*Problem description*
Copy the listing below word for word, omitting the pictures.

··········

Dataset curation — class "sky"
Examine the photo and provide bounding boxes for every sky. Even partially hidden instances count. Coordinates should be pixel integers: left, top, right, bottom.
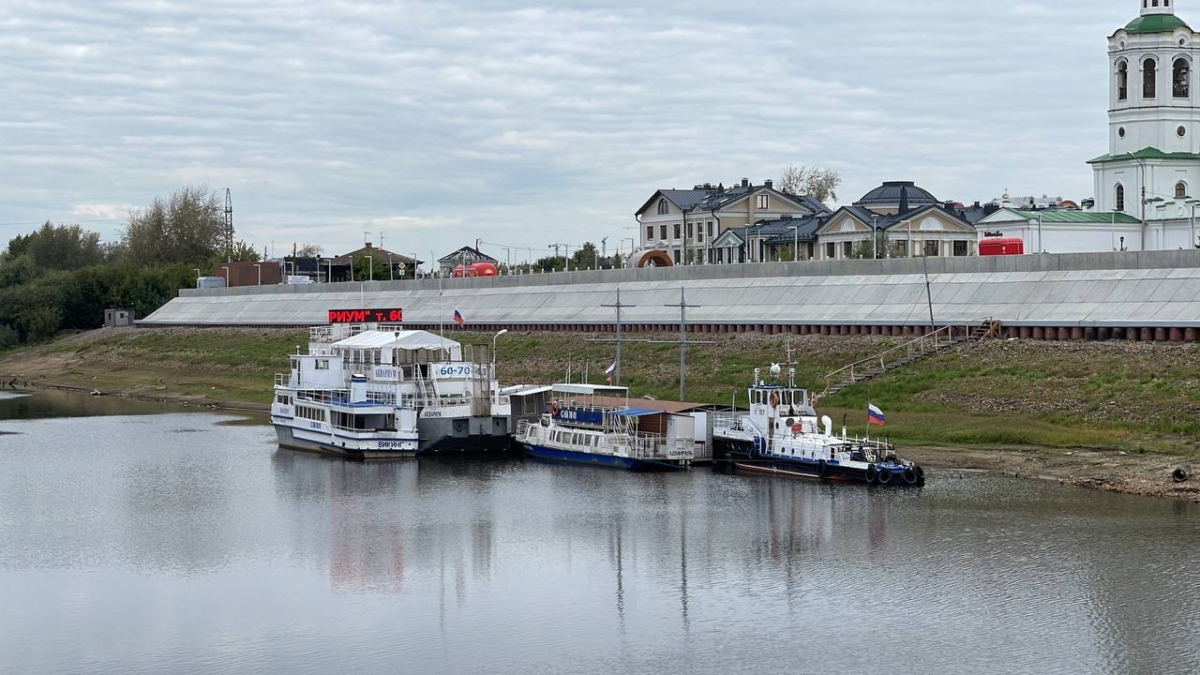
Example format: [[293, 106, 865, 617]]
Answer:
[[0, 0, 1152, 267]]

··········

*Result of the exercise*
Dataset curation — class "sky"
Examine the photo and provide bounding boxes for every sky. Even partially hidden instances count. Coordinates should be pixel integers: left, top, right, bottom.
Example format: [[293, 106, 865, 617]]
Answer:
[[0, 0, 1152, 267]]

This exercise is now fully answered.